EXTRACTED INFORMATION
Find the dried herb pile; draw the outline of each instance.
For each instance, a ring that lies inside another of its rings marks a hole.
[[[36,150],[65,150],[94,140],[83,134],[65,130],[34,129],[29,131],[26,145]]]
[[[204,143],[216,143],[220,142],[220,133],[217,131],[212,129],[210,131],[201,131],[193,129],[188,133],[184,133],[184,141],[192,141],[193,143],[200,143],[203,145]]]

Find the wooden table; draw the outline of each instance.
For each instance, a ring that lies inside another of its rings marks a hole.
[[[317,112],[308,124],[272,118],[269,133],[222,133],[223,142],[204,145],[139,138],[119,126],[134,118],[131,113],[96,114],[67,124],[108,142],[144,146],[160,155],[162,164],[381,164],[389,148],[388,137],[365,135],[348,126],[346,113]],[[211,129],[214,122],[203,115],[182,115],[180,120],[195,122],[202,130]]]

STATED TASK
Rewrite all of the lines above, changing "wooden table" to "wooden bench" and leaving everything else as it is.

TASK RESPONSE
Find the dried herb pile; draw the outline of each instance.
For each instance, a ring that lies inside another of its rings marks a hole.
[[[36,150],[65,150],[94,140],[83,134],[65,130],[34,129],[29,131],[26,145]]]
[[[204,143],[216,143],[220,142],[220,133],[217,131],[212,129],[210,131],[201,131],[193,129],[188,133],[184,133],[184,141],[192,141],[193,143],[200,143],[203,145]]]

Find the wooden bench; draw the outline of each instance.
For each instance, a ring that lies inside another of its rings marks a hole.
[[[317,112],[308,124],[272,118],[269,133],[222,133],[223,142],[204,145],[139,138],[119,126],[134,118],[131,113],[96,114],[67,124],[108,142],[144,146],[160,155],[162,164],[381,164],[389,148],[388,137],[365,135],[348,126],[346,113]],[[211,129],[214,122],[203,115],[182,115],[180,120],[195,122],[202,130]]]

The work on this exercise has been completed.